-- Exercise --
Copy word for word the section of the passage below about the dynamite search that begins at the words "Another discrepancy is" and stops after "in Mondo's basement.".

Navigation bar
  Home Print document Start Previous page
 8 of 20 
Next page End  

 
8
If it is true that Sgt. Swanson did not personally discover the dynamite, then he committed perjury at the trial when
he said he did. Perhaps that is why he neglected to write in his police report that he found the dynamite, because
he did not find it.  At the same federal hearing, Sgt. Pfeffer gave the judge a detailed description of his activities in
the basement with Sgt. Swanson!! At the trial, Sgt. Pfeffer said he never went in the basement, so Sgt. Pfeffer
committed perjury at the trial, too.
 
Another discrepancy is that one of the police reports says that the dynamite was found hidden under a door, or
some boards .Subsequently, the officers testified that it was in plain view.  What's the truth? Was it hidden under a
door or was it in plain view?
 
Officer Marvin McClarty was on duty the night they searched Mondo's house. He was suspicious because they
closed off the entire street from 29th to 30th on Parker and wouldn't let vehicles or pedestrians through the area. He
states publicly to this day that he believes the dynamite was planted in Mondo's basement.
 
Although none of this proves that the police planted dynamite in Mondo's basement, the shoddy police report and
the changing testimony surrounding the search raise doubts about the credibility of that assertion.
 
ATF WARRANT
 
To make matters worse, Mondo's first attorney never believed that the police planted dynamite in his basement. A
1978 Washington Post article, "Are These America's Political Prisoners?" says the following:
 
     "Rice's first attorney, David Herzog of Omaha, said Rice is innocent but not a political prisoner. He dismissed
the claim that police could have planted the evidence, saying no one ever brought that to his attention during his
investigation."
 
Mondo claims he did tell his attorney he thought the police planted the dynamite in his basement however, he first
thought there was a possibility that somebody else might have put it there. This ATF warrant initially made Mondo's
suspicious that someone in the NCCF might have possessed dynamite.
 
The warrant was applied for on July 20, 1970. The informant was identified as the "sister of a girlfriend of Ed
Poindexter."  According to Agent Sledge, this informant said she was present
when five members of the NCCF
made a suitcase bomb out of dynamite at the headquarters.  She said they had bundles of dynamite stored there.
She drew a picture of a machine gun that was so accurate, Agent Sledge recognized it as a machine gun of
Russian manufacture. She is reported to have said she saw 10 boxes of these weapons.
 
The Justice Department in Washington asked Agent Sledge to provide some information on his informant. When he
complied, they told him to call the raid off. According to a World Herald
article, the Justice Department felt the
warrant was based on "questionable information."
 
At first, NCCF members heard the informant on the warrant was someone who had been picked up for prostitution.

-- Material provided --
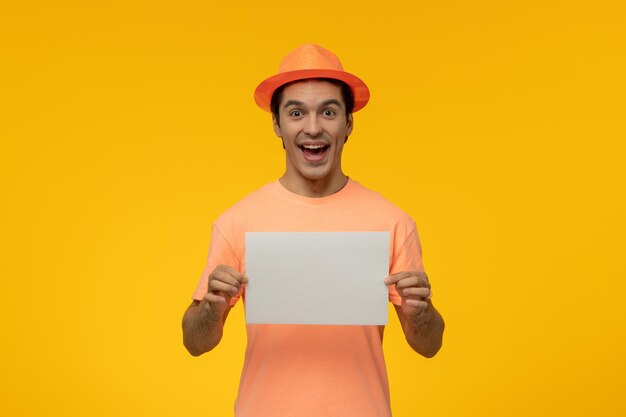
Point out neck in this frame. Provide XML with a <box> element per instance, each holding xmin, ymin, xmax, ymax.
<box><xmin>278</xmin><ymin>172</ymin><xmax>348</xmax><ymax>198</ymax></box>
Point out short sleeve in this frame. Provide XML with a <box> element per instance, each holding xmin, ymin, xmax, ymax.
<box><xmin>193</xmin><ymin>225</ymin><xmax>241</xmax><ymax>306</ymax></box>
<box><xmin>389</xmin><ymin>220</ymin><xmax>424</xmax><ymax>305</ymax></box>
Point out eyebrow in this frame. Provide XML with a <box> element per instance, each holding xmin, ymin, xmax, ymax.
<box><xmin>283</xmin><ymin>98</ymin><xmax>341</xmax><ymax>109</ymax></box>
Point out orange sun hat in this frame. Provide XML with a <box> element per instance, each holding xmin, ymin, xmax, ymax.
<box><xmin>254</xmin><ymin>44</ymin><xmax>370</xmax><ymax>112</ymax></box>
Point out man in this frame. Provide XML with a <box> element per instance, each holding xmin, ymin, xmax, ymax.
<box><xmin>183</xmin><ymin>45</ymin><xmax>444</xmax><ymax>417</ymax></box>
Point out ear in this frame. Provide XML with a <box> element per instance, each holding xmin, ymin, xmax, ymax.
<box><xmin>272</xmin><ymin>114</ymin><xmax>283</xmax><ymax>138</ymax></box>
<box><xmin>343</xmin><ymin>113</ymin><xmax>354</xmax><ymax>143</ymax></box>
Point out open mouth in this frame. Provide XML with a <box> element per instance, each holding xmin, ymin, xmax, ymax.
<box><xmin>299</xmin><ymin>144</ymin><xmax>330</xmax><ymax>161</ymax></box>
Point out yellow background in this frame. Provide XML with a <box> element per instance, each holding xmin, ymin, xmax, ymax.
<box><xmin>0</xmin><ymin>0</ymin><xmax>626</xmax><ymax>417</ymax></box>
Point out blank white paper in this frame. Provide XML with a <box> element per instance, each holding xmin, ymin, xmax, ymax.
<box><xmin>245</xmin><ymin>232</ymin><xmax>389</xmax><ymax>325</ymax></box>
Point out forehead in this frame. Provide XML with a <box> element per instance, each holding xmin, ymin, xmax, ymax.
<box><xmin>281</xmin><ymin>79</ymin><xmax>345</xmax><ymax>105</ymax></box>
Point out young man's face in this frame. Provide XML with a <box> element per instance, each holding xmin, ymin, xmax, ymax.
<box><xmin>274</xmin><ymin>80</ymin><xmax>352</xmax><ymax>184</ymax></box>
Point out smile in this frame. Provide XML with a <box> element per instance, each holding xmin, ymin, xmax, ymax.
<box><xmin>298</xmin><ymin>144</ymin><xmax>330</xmax><ymax>162</ymax></box>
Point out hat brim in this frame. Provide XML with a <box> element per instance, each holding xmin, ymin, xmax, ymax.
<box><xmin>254</xmin><ymin>69</ymin><xmax>370</xmax><ymax>112</ymax></box>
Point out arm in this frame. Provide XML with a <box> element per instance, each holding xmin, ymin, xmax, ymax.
<box><xmin>385</xmin><ymin>272</ymin><xmax>445</xmax><ymax>358</ymax></box>
<box><xmin>183</xmin><ymin>265</ymin><xmax>248</xmax><ymax>356</ymax></box>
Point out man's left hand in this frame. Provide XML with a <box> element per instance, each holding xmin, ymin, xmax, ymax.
<box><xmin>385</xmin><ymin>271</ymin><xmax>431</xmax><ymax>317</ymax></box>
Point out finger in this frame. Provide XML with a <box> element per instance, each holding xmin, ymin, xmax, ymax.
<box><xmin>209</xmin><ymin>270</ymin><xmax>243</xmax><ymax>288</ymax></box>
<box><xmin>398</xmin><ymin>287</ymin><xmax>430</xmax><ymax>299</ymax></box>
<box><xmin>396</xmin><ymin>276</ymin><xmax>420</xmax><ymax>292</ymax></box>
<box><xmin>404</xmin><ymin>299</ymin><xmax>428</xmax><ymax>310</ymax></box>
<box><xmin>204</xmin><ymin>292</ymin><xmax>226</xmax><ymax>305</ymax></box>
<box><xmin>209</xmin><ymin>280</ymin><xmax>239</xmax><ymax>295</ymax></box>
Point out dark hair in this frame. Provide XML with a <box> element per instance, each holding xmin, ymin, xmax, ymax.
<box><xmin>270</xmin><ymin>78</ymin><xmax>354</xmax><ymax>124</ymax></box>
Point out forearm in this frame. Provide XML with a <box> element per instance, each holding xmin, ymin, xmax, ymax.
<box><xmin>402</xmin><ymin>301</ymin><xmax>445</xmax><ymax>358</ymax></box>
<box><xmin>183</xmin><ymin>300</ymin><xmax>227</xmax><ymax>356</ymax></box>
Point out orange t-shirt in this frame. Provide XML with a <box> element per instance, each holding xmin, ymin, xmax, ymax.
<box><xmin>193</xmin><ymin>180</ymin><xmax>423</xmax><ymax>417</ymax></box>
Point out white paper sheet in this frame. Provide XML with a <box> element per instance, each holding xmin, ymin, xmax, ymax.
<box><xmin>246</xmin><ymin>232</ymin><xmax>389</xmax><ymax>325</ymax></box>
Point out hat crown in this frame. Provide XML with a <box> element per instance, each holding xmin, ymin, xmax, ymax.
<box><xmin>278</xmin><ymin>44</ymin><xmax>343</xmax><ymax>73</ymax></box>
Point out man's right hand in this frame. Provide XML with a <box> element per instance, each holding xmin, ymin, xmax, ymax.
<box><xmin>204</xmin><ymin>265</ymin><xmax>248</xmax><ymax>320</ymax></box>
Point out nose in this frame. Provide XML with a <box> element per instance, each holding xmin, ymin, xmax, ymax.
<box><xmin>303</xmin><ymin>114</ymin><xmax>323</xmax><ymax>137</ymax></box>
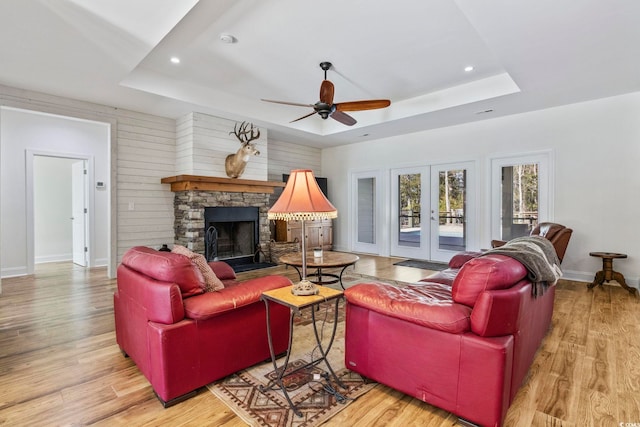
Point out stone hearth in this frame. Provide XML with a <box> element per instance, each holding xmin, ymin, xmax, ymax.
<box><xmin>161</xmin><ymin>175</ymin><xmax>285</xmax><ymax>255</ymax></box>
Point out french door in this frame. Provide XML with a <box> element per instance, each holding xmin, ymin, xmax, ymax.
<box><xmin>390</xmin><ymin>162</ymin><xmax>475</xmax><ymax>262</ymax></box>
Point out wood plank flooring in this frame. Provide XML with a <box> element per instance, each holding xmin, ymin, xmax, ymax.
<box><xmin>0</xmin><ymin>256</ymin><xmax>640</xmax><ymax>427</ymax></box>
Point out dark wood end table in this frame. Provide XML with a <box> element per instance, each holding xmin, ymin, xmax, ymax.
<box><xmin>259</xmin><ymin>286</ymin><xmax>347</xmax><ymax>417</ymax></box>
<box><xmin>280</xmin><ymin>251</ymin><xmax>360</xmax><ymax>289</ymax></box>
<box><xmin>587</xmin><ymin>252</ymin><xmax>636</xmax><ymax>295</ymax></box>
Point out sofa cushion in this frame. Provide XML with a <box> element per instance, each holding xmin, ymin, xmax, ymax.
<box><xmin>420</xmin><ymin>268</ymin><xmax>460</xmax><ymax>286</ymax></box>
<box><xmin>171</xmin><ymin>245</ymin><xmax>224</xmax><ymax>292</ymax></box>
<box><xmin>449</xmin><ymin>251</ymin><xmax>482</xmax><ymax>268</ymax></box>
<box><xmin>451</xmin><ymin>255</ymin><xmax>527</xmax><ymax>307</ymax></box>
<box><xmin>184</xmin><ymin>275</ymin><xmax>291</xmax><ymax>320</ymax></box>
<box><xmin>122</xmin><ymin>246</ymin><xmax>204</xmax><ymax>298</ymax></box>
<box><xmin>344</xmin><ymin>283</ymin><xmax>471</xmax><ymax>334</ymax></box>
<box><xmin>209</xmin><ymin>261</ymin><xmax>236</xmax><ymax>282</ymax></box>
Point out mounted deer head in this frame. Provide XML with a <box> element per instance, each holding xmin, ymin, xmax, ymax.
<box><xmin>224</xmin><ymin>122</ymin><xmax>260</xmax><ymax>178</ymax></box>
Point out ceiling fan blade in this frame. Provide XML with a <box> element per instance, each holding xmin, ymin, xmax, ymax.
<box><xmin>336</xmin><ymin>99</ymin><xmax>391</xmax><ymax>111</ymax></box>
<box><xmin>289</xmin><ymin>111</ymin><xmax>316</xmax><ymax>123</ymax></box>
<box><xmin>260</xmin><ymin>99</ymin><xmax>313</xmax><ymax>108</ymax></box>
<box><xmin>330</xmin><ymin>110</ymin><xmax>358</xmax><ymax>126</ymax></box>
<box><xmin>320</xmin><ymin>80</ymin><xmax>334</xmax><ymax>105</ymax></box>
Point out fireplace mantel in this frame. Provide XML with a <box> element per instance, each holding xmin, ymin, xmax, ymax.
<box><xmin>160</xmin><ymin>175</ymin><xmax>286</xmax><ymax>194</ymax></box>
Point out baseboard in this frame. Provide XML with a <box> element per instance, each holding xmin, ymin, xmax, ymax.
<box><xmin>562</xmin><ymin>270</ymin><xmax>640</xmax><ymax>290</ymax></box>
<box><xmin>34</xmin><ymin>254</ymin><xmax>73</xmax><ymax>264</ymax></box>
<box><xmin>0</xmin><ymin>266</ymin><xmax>27</xmax><ymax>279</ymax></box>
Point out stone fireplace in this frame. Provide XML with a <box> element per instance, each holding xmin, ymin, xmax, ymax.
<box><xmin>161</xmin><ymin>175</ymin><xmax>285</xmax><ymax>260</ymax></box>
<box><xmin>204</xmin><ymin>206</ymin><xmax>261</xmax><ymax>264</ymax></box>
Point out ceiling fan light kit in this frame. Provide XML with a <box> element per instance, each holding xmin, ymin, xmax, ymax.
<box><xmin>262</xmin><ymin>61</ymin><xmax>391</xmax><ymax>126</ymax></box>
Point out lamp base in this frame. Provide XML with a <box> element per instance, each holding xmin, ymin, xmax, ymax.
<box><xmin>291</xmin><ymin>279</ymin><xmax>319</xmax><ymax>296</ymax></box>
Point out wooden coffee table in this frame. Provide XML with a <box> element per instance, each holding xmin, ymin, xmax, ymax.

-- Response to this task --
Another discrepancy is that one of the police reports says that the dynamite was found hidden under a door, or
some boards .Subsequently, the officers testified that it was in plain view.  What's the truth? Was it hidden under a
door or was it in plain view?
 
Officer Marvin McClarty was on duty the night they searched Mondo's house. He was suspicious because they
closed off the entire street from 29th to 30th on Parker and wouldn't let vehicles or pedestrians through the area. He
states publicly to this day that he believes the dynamite was planted in Mondo's basement.